------ Input material

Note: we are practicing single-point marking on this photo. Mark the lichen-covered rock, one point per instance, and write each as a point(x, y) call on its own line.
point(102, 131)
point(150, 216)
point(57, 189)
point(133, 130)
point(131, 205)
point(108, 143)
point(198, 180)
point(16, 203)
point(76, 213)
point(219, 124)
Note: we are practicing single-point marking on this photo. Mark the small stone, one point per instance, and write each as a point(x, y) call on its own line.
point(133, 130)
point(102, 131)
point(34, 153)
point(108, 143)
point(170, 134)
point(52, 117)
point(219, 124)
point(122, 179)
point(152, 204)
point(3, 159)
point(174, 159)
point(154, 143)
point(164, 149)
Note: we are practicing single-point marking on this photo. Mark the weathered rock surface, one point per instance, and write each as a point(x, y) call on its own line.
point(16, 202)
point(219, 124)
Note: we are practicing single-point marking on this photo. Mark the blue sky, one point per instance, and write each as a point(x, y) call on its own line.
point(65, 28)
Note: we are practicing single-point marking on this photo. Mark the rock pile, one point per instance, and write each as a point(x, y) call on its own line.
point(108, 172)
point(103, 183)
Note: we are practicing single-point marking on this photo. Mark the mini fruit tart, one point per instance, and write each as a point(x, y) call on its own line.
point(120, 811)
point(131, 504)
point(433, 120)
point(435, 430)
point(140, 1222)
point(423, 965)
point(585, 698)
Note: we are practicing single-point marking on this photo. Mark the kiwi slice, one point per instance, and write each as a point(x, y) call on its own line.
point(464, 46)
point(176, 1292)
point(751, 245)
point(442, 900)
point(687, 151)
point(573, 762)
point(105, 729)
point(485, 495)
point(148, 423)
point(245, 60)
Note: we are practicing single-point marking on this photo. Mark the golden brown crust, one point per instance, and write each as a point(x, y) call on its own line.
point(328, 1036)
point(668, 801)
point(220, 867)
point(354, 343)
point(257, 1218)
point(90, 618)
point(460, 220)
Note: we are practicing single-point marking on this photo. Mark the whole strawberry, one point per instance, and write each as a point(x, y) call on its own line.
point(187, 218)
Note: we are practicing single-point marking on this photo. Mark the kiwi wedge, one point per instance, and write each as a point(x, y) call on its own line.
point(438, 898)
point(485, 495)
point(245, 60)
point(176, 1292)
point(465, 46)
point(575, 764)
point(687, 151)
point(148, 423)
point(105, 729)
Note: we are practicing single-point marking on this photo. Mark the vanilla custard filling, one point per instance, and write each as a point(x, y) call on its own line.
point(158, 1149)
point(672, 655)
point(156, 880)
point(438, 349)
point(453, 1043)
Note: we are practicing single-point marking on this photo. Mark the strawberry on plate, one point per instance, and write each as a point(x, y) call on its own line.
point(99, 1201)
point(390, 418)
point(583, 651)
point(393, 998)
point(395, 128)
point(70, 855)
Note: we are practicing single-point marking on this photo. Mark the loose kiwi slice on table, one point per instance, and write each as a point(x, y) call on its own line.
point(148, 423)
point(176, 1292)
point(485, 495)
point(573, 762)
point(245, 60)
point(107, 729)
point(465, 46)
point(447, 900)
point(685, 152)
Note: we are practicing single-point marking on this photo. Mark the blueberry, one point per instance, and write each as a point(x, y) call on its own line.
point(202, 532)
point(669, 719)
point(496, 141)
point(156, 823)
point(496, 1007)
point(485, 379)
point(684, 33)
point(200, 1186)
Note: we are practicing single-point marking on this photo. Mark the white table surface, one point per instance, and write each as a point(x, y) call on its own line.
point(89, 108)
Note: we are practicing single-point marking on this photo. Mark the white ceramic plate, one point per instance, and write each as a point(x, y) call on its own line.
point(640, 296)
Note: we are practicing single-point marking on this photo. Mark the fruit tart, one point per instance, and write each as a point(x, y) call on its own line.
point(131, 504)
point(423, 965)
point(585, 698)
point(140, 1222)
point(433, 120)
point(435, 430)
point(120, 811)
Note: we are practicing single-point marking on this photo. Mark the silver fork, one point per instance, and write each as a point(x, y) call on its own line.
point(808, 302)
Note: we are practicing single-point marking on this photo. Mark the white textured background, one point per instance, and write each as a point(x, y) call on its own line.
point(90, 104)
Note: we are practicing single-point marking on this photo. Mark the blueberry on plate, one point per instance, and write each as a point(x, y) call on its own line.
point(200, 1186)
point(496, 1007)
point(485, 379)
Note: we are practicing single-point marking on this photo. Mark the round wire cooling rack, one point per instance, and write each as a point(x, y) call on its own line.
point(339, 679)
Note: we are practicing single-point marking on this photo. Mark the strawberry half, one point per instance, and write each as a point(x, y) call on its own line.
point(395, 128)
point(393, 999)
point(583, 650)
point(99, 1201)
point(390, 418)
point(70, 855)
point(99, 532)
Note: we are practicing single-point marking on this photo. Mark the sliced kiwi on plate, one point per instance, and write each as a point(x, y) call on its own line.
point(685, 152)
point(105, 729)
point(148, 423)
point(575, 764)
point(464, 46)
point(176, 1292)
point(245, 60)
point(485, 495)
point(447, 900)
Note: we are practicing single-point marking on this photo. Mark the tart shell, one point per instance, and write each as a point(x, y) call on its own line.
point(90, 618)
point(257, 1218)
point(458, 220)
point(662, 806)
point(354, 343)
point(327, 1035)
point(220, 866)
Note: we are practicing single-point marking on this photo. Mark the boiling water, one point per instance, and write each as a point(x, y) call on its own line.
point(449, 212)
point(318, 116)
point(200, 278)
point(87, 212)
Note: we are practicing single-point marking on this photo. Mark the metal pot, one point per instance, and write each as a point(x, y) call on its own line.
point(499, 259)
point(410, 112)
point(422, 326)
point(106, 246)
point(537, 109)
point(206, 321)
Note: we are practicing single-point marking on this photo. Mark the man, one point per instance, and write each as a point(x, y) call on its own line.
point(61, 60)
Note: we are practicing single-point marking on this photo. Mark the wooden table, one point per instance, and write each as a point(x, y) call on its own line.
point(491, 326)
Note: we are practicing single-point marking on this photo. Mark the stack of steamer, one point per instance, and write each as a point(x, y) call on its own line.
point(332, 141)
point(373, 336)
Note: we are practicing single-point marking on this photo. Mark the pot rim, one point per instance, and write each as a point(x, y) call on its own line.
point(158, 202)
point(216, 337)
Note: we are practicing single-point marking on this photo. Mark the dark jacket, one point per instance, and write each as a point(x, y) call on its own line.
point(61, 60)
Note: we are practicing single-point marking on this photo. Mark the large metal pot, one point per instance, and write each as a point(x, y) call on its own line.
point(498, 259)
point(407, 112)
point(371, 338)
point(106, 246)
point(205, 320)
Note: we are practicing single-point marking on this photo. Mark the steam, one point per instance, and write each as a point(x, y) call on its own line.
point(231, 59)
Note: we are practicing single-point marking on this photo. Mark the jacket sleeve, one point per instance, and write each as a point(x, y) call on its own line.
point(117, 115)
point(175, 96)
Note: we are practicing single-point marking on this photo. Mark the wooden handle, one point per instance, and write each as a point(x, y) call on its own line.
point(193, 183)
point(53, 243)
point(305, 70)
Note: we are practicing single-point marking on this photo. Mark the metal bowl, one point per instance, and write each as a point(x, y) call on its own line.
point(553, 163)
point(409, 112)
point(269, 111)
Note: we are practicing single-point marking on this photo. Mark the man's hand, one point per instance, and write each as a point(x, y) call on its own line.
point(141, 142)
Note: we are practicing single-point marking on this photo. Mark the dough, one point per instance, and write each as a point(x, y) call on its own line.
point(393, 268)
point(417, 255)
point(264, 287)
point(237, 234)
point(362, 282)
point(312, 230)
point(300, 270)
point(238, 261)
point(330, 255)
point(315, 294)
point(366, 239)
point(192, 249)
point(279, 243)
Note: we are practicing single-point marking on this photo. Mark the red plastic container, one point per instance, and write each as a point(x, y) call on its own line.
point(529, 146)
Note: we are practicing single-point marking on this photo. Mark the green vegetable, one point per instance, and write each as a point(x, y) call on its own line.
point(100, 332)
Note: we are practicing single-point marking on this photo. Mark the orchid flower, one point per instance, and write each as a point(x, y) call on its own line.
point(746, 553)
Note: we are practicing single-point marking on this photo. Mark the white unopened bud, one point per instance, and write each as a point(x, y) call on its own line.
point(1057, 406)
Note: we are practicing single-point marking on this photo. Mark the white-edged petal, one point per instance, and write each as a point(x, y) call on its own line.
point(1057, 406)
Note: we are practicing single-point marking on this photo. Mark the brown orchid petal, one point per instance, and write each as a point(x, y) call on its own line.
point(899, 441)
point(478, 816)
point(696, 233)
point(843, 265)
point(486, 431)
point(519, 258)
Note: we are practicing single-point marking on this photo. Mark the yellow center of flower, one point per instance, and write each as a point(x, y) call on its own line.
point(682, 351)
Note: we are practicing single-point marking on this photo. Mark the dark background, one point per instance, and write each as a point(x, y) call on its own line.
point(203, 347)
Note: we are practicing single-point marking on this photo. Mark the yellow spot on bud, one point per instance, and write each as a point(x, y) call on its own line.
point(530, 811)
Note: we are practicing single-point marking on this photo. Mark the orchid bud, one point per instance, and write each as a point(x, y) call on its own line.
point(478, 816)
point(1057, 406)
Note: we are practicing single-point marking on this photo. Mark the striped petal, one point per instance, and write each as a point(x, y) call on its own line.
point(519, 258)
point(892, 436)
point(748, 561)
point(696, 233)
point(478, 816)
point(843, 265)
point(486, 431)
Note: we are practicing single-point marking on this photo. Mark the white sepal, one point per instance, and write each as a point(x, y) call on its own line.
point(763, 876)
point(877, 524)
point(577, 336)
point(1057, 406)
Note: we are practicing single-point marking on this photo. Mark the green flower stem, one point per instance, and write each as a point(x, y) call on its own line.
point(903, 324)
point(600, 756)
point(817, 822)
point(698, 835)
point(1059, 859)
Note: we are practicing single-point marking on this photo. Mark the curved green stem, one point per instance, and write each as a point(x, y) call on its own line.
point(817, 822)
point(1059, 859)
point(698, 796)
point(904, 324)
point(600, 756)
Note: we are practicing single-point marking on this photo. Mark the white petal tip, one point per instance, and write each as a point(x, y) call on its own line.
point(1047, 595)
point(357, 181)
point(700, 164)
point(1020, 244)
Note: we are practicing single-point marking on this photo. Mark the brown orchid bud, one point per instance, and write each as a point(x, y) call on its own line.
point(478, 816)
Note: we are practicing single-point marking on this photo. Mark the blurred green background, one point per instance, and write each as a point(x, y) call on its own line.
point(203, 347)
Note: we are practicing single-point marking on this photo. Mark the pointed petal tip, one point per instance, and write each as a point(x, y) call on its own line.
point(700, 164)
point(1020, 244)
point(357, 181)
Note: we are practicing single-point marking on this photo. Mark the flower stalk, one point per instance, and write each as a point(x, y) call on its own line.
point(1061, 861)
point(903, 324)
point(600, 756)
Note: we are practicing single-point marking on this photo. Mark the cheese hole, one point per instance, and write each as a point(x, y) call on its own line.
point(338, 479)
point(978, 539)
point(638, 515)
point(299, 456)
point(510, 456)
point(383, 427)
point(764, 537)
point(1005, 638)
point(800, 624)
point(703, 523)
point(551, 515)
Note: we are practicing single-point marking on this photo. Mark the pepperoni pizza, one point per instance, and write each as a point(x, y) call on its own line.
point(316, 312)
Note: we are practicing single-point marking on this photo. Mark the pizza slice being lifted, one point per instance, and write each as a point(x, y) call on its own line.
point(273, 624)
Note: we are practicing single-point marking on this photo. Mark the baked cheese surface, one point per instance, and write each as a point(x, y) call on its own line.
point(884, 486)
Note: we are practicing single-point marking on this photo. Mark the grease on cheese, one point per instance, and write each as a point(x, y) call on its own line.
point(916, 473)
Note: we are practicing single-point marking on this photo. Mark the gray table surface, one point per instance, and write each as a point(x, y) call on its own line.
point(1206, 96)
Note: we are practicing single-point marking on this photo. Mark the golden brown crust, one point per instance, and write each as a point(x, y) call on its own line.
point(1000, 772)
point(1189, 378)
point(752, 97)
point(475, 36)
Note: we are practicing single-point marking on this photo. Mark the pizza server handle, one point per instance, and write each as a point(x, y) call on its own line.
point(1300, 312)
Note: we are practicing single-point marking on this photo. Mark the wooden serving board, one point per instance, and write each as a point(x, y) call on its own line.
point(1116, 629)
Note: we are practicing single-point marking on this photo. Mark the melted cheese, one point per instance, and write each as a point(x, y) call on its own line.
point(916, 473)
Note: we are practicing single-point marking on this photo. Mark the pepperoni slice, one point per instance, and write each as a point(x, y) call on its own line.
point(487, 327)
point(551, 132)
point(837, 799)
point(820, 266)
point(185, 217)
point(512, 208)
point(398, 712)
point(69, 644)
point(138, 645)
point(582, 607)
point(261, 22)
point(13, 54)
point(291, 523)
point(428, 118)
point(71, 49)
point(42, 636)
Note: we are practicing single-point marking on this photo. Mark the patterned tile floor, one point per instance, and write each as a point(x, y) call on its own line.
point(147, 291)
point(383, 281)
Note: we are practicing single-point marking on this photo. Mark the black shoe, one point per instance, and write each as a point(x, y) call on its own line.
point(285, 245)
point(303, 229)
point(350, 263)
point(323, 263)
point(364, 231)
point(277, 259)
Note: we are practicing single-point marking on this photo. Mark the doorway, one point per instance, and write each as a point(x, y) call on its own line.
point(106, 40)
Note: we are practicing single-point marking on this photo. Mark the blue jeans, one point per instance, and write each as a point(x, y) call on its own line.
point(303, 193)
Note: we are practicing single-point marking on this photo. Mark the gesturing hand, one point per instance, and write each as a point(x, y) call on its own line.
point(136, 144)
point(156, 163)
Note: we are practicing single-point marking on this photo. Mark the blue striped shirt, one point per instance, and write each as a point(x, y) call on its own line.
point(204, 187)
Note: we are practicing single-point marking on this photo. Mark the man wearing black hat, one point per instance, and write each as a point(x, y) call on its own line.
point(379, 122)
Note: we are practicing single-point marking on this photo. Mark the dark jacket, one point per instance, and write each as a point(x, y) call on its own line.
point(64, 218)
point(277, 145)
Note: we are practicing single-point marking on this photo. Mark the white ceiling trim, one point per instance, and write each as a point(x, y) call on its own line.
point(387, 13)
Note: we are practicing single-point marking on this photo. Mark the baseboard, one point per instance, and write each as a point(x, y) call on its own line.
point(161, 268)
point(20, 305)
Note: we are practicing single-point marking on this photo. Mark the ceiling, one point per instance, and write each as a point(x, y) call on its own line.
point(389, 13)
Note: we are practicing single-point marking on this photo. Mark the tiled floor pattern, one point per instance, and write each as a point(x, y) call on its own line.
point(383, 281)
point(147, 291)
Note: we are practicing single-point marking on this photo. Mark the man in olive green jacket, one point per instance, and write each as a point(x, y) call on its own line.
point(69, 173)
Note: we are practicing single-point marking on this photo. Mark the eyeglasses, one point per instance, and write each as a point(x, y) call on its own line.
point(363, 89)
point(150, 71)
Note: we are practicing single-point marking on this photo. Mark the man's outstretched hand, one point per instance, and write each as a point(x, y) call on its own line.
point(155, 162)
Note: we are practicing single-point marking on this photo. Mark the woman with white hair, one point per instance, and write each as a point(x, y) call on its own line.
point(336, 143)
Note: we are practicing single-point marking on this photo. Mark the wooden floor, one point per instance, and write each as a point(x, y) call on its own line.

------------

* Work item
The "Mark the woman" line through the last line above: set these down exactly and add nothing else.

* Exercise response
Note: we are practicing single-point marking on this photo. Mark the woman with white hair, one point per instance, and write each as a point(x, y) call on its own line.
point(336, 143)
Note: we are practicing single-point marking on this photo. Mark the wooden floor, one point per instance, and write each as a point(x, y) call on its own line.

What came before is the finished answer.